• What this task involves
Transcribe word for word the portion of the passage on Taiwan's falling fertility rate between "Yu Tzong-shian, research" and "personal financial instability.", inclusive.

• Excerpted passage
Taiwan’s fertility rate, the average number of children born to a woman during her childbearing years, fell to a record low of 1.03 in 2009, according to statistics released by the Ministry of the Interior. Figures from the International Data Base of the U.S. Census Bureau show this to be one of the lowest rates in the world.

Sociologists worry that if this trend is not reversed, the island will soon become an aged society. In fact, some effects are already becoming apparent.

ROC Minister without Portfolio James Cherng-tay Hsueh said he foresaw the gravity of the situation as long ago as the early 1990s, when an educational reform led to a great increase in the number of high schools and colleges around the island. Due to the island’s plummeting fertility rate, he said, “there simply will not be so many students to fill all vacancies on campuses.”

From the 1940s to 1960s, the island’s population quickly doubled, growing from 6,490,000 in 1947 to 12,330,000 in 1964. After that, the population began to see slow growth due to higher average life expectancy and the tumbling fertility rate, which emerged in the 1980s, when it dropped to less than replacement level (2.1) in 1984.

Observing the nation’s statistics for births, Hsueh pointed to two peak birth periods on record, the post-war baby boom between the late 1950s and early 1960s, and the late 1970s, when these baby boomers had children of their own.

Some observers say the government’s family planning policy, which was launched in 1964 in response to the first birth peak, is in part responsible for the declining fertility rate. The policy urged families to plan pregnancies, space births and limit the number of children they had.

Yu Tzong-shian, research fellow at the Taipei-based Academia Sinica, however, attributed the fertility rate dive more to emerging equal education opportunities for women and Taiwan’s highly competitive job market.

As more opportunities become available to Taiwanese women through higher education, many are re-evaluating the importance of marriage in their lives, Yu said. “Many of them choose to work outside the home, competing with men in the workplace, and postpone the time of marriage,” he noted.

In addition, Yu said as more Taiwan-based firms left the island because of smaller profit margins caused by rising labor costs, and long-term employment opportunities became less plentiful than before, young people have had second thoughts about tying the knot and having children, given their personal financial instability.

• Material provided
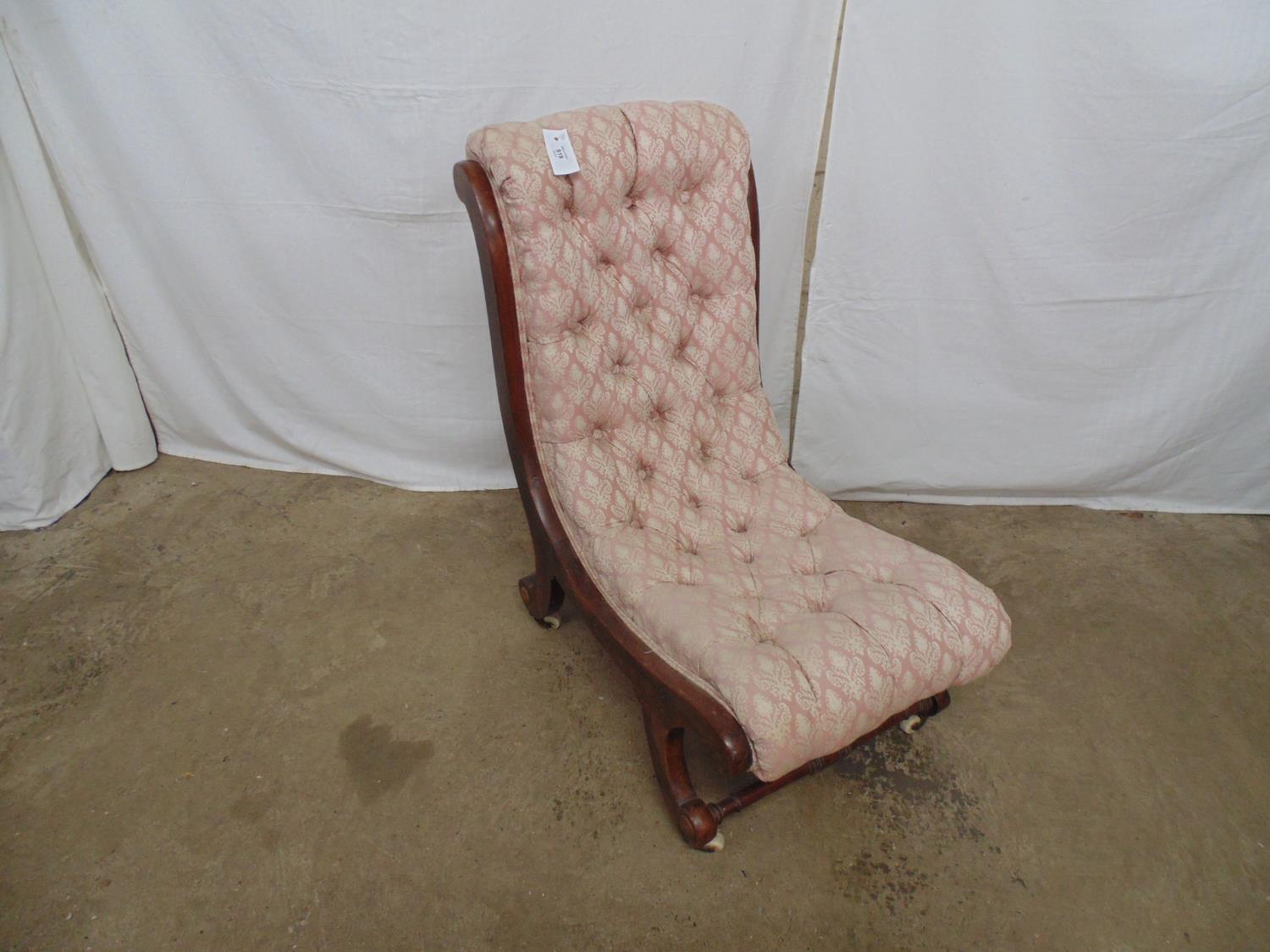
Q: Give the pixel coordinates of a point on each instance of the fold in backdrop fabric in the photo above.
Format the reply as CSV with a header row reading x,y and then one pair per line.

• The answer
Yu Tzong-shian, research fellow at the Taipei-based Academia Sinica, however, attributed the fertility rate dive more to emerging equal education opportunities for women and Taiwan’s highly competitive job market.

As more opportunities become available to Taiwanese women through higher education, many are re-evaluating the importance of marriage in their lives, Yu said. “Many of them choose to work outside the home, competing with men in the workplace, and postpone the time of marriage,” he noted.

In addition, Yu said as more Taiwan-based firms left the island because of smaller profit margins caused by rising labor costs, and long-term employment opportunities became less plentiful than before, young people have had second thoughts about tying the knot and having children, given their personal financial instability.